[Teks yang Disediakan]:
IBNU TAIMIYAH (661-728)
Nama lengkapnya adalah Taqi Al-din Ahmad bin Abd. Halim bin
Abd. Salam bin Taymiyah. Ia lahir di Harran 22 januari 1263 M / 10 Rabiul Awwal
661 H. ia juga dikenal sebagai seorang pembaharu dalam artian memurnkiakan
ajaran Islam agar tidak terccampur dengan hal-hal yang berbau bid’ah. Diantara
elemen gerakan reformasinya adalah; Pertama, melaukan reformasi melawan praktek yang tidak Islami. Kedua,
kembali kearah prioritas fundamental ajaran Islam dan
semangat keagamaan yang murni, sebaliknya memperdebatkan ajaran yang tidak
fundamental dan sekunder. Ketiga, berbuat untuk kebaikan dan keamanan publik serta menjaga mereka dari
sikap eksploitatif dan mementingkan diri sendiri.
B. Mekanisme Pasar
Ibnu Taimiyah memiliki pandangan tentang pasar bebas, dimana
suatu harga dipertimbangkan oleh kekuatan pertmintaan dan penawaran. Menurut
beliau terdapat indikasi kenaikan harga yang terjadi disebabkan oleh perbuatan
ketidakadilan atau zulm para
penjual. Perbuatan yang disebut manipulasi ini mendorong terjadinya
ketidaksempurnaan pasar. Tetapi pernyataan ini tidak bisa disamakan disegala
kondisi, karena bisa saja alasan naik dan turunnya harga disebabkan oleh
kekuatan pasar.
Dalam bukunya Maju’
Fatawa, Ibnu Taimiyah mengemukakan
beberapa faktor yang mempengaruhi fluktuasi permintaan dan konsekuensinya
terhadap harga:
1.
Kebutuhan manusia sangat beragam dan bervariasi satu sama lain.
Kebutuhan tersebut berbeda-beda tergantung pada kelimpahan atau kelangkaan barang-barang
yang dibutuhkan itu. Suatu barang akan lebih dibutuhkan pada saat terjadinya
kelangkaan ketimbang saat melimpahnya persediaan.
2.
Harga sebuah barang beragam tergantung pada tingginya jumlah
orang-orang yang melakukan permintaan. Jika jumlah manusia yang membutuhkan
sebuah barang banyak, maka hargapun akan bergerak naik terutama jika jumlah
barang hanya sedikit.
3.
Harga barang juga dipengaruhi oleh besar atau kecilnya kebutuhan
terhadap barang dan tingkat ukurannya. Jika kebutuhan sangat besar dan kuat,
maka hargapun akan melambung hingga tingkat yang paling maksimal, ketmbang jika
kebutuhan itu kecil dan lemah.
4.
Harga barang berfluktuasi juga tergantung pada siapa yang melakukan
transaksi pertukaran barang itu. Jika ia adalah seorang yang kaya dan terpercaya
dalam hal membayar hutang, harga yang murah niscaya akan diterimanya.
5.
Harga juga dipengaruhi oleh bentuk alat pembayaran yang digunakan dalam
jual beli, jika yang digunakan umum dipakai, harga akan lebih rendah ketimbang
jika membayar dengan uang yang jarang ada diperedaran.

[Yang Perlu Dikerjakan]:
A. Menurut teks tentang Ibnu Taimiyah, di kota mana ia lahir?
B. Tulis kembali seluruh bagian teks tentang Ibnu Taimiyah dari "B. Mekanisme Pasar" sampai "kekuatan pasar.", dan ubah "penjual" menjadi "pedagang".

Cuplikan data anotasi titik
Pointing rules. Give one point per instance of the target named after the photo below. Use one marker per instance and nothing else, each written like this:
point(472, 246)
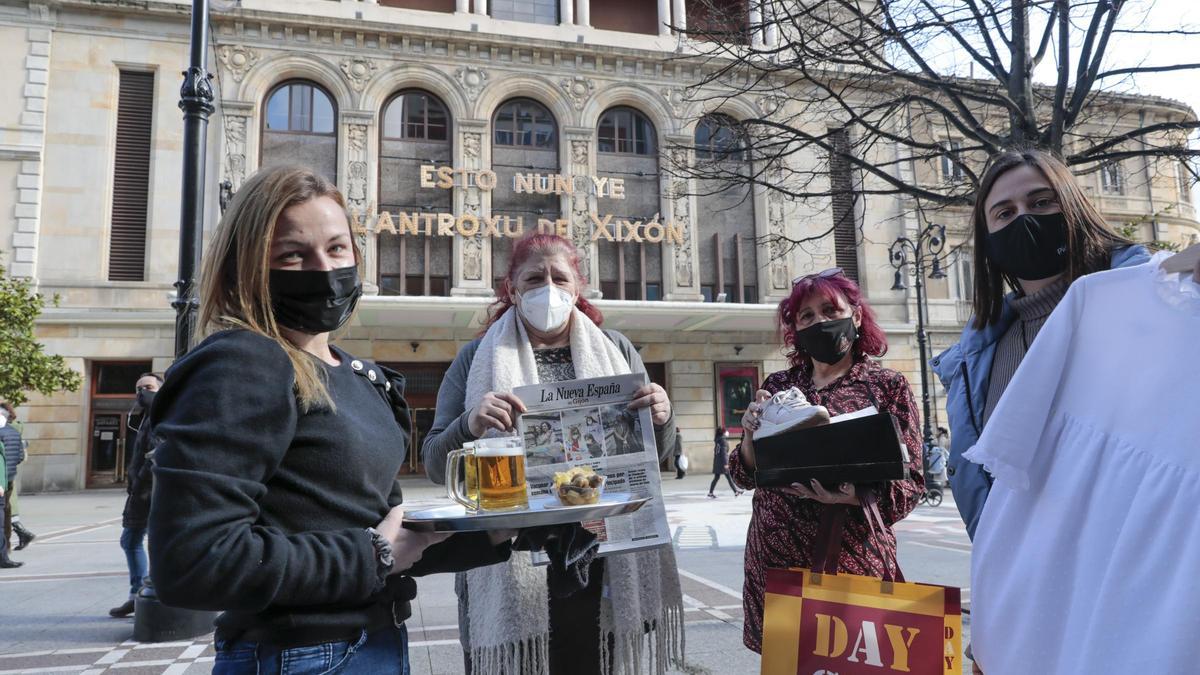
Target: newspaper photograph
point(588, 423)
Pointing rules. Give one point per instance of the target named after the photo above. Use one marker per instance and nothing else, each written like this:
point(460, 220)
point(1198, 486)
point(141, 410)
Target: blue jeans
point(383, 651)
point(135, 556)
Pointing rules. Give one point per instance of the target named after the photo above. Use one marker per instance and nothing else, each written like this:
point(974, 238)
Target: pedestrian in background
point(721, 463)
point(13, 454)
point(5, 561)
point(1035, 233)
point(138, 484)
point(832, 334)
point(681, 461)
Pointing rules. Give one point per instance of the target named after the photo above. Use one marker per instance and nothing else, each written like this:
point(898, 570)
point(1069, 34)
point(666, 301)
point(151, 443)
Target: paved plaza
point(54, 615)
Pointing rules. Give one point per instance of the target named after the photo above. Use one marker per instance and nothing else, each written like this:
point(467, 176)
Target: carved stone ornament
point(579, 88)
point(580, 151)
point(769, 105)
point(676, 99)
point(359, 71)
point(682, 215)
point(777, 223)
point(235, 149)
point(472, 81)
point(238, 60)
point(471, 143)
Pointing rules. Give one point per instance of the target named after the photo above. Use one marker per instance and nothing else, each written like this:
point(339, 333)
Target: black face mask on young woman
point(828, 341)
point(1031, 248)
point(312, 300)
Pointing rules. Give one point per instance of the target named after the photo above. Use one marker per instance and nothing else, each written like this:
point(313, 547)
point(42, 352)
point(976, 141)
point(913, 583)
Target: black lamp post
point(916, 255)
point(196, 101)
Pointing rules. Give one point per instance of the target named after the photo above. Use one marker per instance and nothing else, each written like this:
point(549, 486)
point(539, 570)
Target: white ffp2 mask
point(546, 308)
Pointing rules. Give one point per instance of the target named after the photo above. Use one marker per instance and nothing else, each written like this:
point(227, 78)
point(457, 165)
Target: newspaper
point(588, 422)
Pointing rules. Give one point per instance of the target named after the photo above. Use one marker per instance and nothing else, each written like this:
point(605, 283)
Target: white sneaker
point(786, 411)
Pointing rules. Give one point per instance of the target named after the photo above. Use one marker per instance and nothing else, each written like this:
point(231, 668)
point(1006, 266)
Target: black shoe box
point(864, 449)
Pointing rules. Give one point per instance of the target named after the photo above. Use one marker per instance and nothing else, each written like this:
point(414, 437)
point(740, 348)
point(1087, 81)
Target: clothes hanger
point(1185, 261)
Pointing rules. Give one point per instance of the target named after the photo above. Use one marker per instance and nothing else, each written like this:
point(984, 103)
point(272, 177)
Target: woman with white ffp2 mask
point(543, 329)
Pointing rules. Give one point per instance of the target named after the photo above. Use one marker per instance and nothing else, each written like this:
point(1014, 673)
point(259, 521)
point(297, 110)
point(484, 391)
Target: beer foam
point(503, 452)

[Kumpulan Jawaban]:
A. Di Harran.

B.
B. Mekanisme Pasar
Ibnu Taimiyah memiliki pandangan tentang pasar bebas, dimana
suatu harga dipertimbangkan oleh kekuatan pertmintaan dan penawaran. Menurut
beliau terdapat indikasi kenaikan harga yang terjadi disebabkan oleh perbuatan
ketidakadilan atau zulm para
pedagang. Perbuatan yang disebut manipulasi ini mendorong terjadinya
ketidaksempurnaan pasar. Tetapi pernyataan ini tidak bisa disamakan disegala
kondisi, karena bisa saja alasan naik dan turunnya harga disebabkan oleh
kekuatan pasar.